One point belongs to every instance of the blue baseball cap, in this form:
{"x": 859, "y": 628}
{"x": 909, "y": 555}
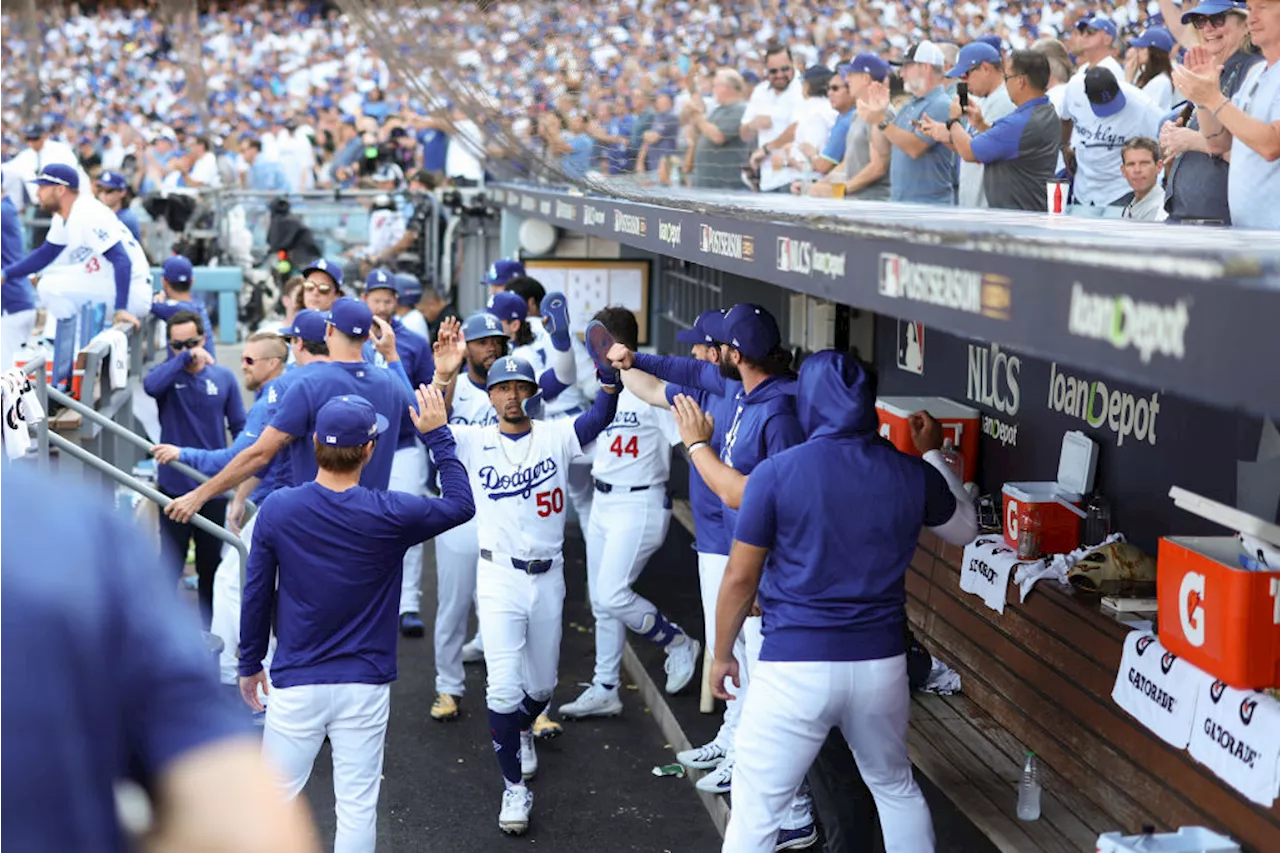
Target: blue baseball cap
{"x": 380, "y": 279}
{"x": 503, "y": 270}
{"x": 351, "y": 316}
{"x": 508, "y": 305}
{"x": 1155, "y": 37}
{"x": 972, "y": 55}
{"x": 59, "y": 174}
{"x": 112, "y": 181}
{"x": 1212, "y": 8}
{"x": 177, "y": 270}
{"x": 307, "y": 325}
{"x": 333, "y": 269}
{"x": 750, "y": 329}
{"x": 704, "y": 329}
{"x": 348, "y": 422}
{"x": 868, "y": 64}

_____

Exercise brief: Rewrite all the rows above, requests included, and scale every x and y coordinate in the answers by 2.05, rounding to whole numbers with halves going up. Leave the numbers in the requests and their sample points unchanged, and omit the pictures.

Correct result:
One point belongs to every instance of the blue baseball cap, in this form:
{"x": 859, "y": 628}
{"x": 909, "y": 555}
Target: blue baseball cap
{"x": 779, "y": 572}
{"x": 1031, "y": 554}
{"x": 720, "y": 648}
{"x": 1041, "y": 625}
{"x": 2368, "y": 76}
{"x": 1993, "y": 113}
{"x": 121, "y": 357}
{"x": 230, "y": 371}
{"x": 2485, "y": 16}
{"x": 363, "y": 554}
{"x": 629, "y": 666}
{"x": 683, "y": 551}
{"x": 1538, "y": 674}
{"x": 1443, "y": 674}
{"x": 713, "y": 865}
{"x": 1779, "y": 131}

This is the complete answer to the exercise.